Extracted entries Block Start

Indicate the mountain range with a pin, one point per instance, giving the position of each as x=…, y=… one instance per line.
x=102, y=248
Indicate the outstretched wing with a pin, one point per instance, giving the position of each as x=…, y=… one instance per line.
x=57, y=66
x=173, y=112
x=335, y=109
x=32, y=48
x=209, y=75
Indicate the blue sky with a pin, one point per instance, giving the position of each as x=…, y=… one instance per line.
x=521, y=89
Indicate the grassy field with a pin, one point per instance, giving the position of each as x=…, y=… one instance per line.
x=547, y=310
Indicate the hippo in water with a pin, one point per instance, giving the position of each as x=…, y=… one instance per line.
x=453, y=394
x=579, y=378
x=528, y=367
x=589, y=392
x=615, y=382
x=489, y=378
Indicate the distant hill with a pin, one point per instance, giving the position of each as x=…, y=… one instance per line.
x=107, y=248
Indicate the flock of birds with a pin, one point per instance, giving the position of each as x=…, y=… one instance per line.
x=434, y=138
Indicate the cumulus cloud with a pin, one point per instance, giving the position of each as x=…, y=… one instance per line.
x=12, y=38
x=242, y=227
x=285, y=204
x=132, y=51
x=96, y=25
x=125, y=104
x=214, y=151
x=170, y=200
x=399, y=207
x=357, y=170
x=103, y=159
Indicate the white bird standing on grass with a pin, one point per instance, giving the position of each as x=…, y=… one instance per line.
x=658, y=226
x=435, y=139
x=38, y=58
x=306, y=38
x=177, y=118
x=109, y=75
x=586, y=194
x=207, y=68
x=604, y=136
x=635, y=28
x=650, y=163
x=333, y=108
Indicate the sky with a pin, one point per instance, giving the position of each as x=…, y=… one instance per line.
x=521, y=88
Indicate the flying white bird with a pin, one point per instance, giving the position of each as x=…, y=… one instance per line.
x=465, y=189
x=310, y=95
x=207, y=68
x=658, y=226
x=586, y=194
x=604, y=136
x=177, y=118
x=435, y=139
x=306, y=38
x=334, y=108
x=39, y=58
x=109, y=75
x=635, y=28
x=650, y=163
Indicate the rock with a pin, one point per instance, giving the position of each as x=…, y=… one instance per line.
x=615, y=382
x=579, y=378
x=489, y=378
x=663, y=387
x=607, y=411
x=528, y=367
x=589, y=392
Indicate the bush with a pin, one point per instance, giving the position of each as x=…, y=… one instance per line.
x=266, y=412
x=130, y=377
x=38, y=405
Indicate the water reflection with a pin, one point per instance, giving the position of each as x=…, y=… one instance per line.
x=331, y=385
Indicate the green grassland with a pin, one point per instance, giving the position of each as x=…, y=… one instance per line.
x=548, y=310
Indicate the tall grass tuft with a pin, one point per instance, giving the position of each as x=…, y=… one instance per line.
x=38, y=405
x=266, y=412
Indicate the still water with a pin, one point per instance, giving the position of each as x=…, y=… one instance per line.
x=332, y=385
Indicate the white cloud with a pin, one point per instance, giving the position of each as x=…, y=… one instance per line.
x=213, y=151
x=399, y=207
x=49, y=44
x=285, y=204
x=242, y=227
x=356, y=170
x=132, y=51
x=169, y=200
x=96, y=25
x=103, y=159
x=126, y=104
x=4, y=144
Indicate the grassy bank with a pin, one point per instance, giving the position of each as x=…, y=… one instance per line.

Extracted entries Block End

Without altering a single word, reproduce the entries above.

● Answer to this task
Indicate the mountain range with a pin, one point per instance, giving the position of each as x=…, y=… one instance per line.
x=102, y=248
Indicate the outstretched wing with a pin, one point per instance, giving the position of each as x=…, y=… one instance per line.
x=57, y=66
x=173, y=112
x=335, y=109
x=32, y=48
x=209, y=75
Indicate the blue sky with a pin, one point per instance, giving the position of each as x=…, y=… one instance per line.
x=521, y=89
Indicate the grassy field with a pin, one point per instance, giving the position of each as x=…, y=… one instance per line.
x=547, y=310
Indicate the hippo in water with a pin, one point per instance, giving the position of each as x=…, y=… one instance per line.
x=453, y=394
x=579, y=378
x=528, y=367
x=589, y=392
x=615, y=382
x=489, y=378
Indicate the distant hill with a pin, one point per instance, giving the position of each as x=…, y=… one instance per line.
x=107, y=248
Indicate the flock of birds with a pin, one point per instance, giving the position of each as x=…, y=… one instance per line.
x=434, y=138
Indicate the cumulus cloud with a pin, one point per instance, giving the position of each as x=…, y=… one instance per line.
x=12, y=38
x=242, y=227
x=285, y=204
x=132, y=51
x=96, y=25
x=125, y=104
x=214, y=151
x=170, y=200
x=399, y=207
x=357, y=170
x=103, y=159
Indicate the white bird standing on grass with a pin, one point per instance, giving the position of each as x=…, y=… one instance per line.
x=658, y=226
x=435, y=139
x=38, y=58
x=306, y=38
x=177, y=118
x=109, y=75
x=586, y=194
x=207, y=68
x=604, y=136
x=635, y=28
x=650, y=163
x=333, y=108
Indicate the sky with a pin, one point per instance, giving the position of each as x=…, y=… one instance per line.
x=521, y=88
Indicate the flying white bird with a pin, one point per instance, giving the position of each as x=…, y=… one instance per line.
x=465, y=189
x=310, y=95
x=207, y=68
x=658, y=226
x=586, y=194
x=604, y=136
x=177, y=118
x=435, y=139
x=306, y=38
x=334, y=108
x=39, y=58
x=109, y=75
x=635, y=28
x=650, y=163
Indicate the rock with a pin, one point per instance, giving the position of each as x=…, y=… one instance per line.
x=615, y=382
x=579, y=378
x=489, y=378
x=663, y=387
x=607, y=411
x=528, y=367
x=589, y=392
Indicate the bush with a pin, one point per instance, giving the position of each as x=…, y=… one instance per line.
x=266, y=412
x=130, y=377
x=38, y=405
Indicate the water reflection with a pin, one point per instance, giving the position of each as x=…, y=… one instance per line.
x=331, y=385
Indicate the green grassland with a pin, one point per instance, giving the position of each as x=…, y=… one instance per line.
x=548, y=310
Indicate the tall grass tuft with a pin, one point per instance, giving the position of each as x=…, y=… one instance per line.
x=38, y=405
x=266, y=412
Indicate the still water with a pin, one point per instance, giving the position of each as x=…, y=… one instance per line.
x=332, y=385
Indicate the white cloud with a pin, one point per instance, giving the position of each as x=…, y=… one instance per line.
x=213, y=151
x=399, y=207
x=49, y=44
x=285, y=204
x=242, y=227
x=356, y=170
x=132, y=51
x=169, y=200
x=96, y=25
x=103, y=159
x=126, y=104
x=4, y=144
Indicate the grassy bank with a pin, one point per instance, giving the position of each as x=…, y=… one instance per line.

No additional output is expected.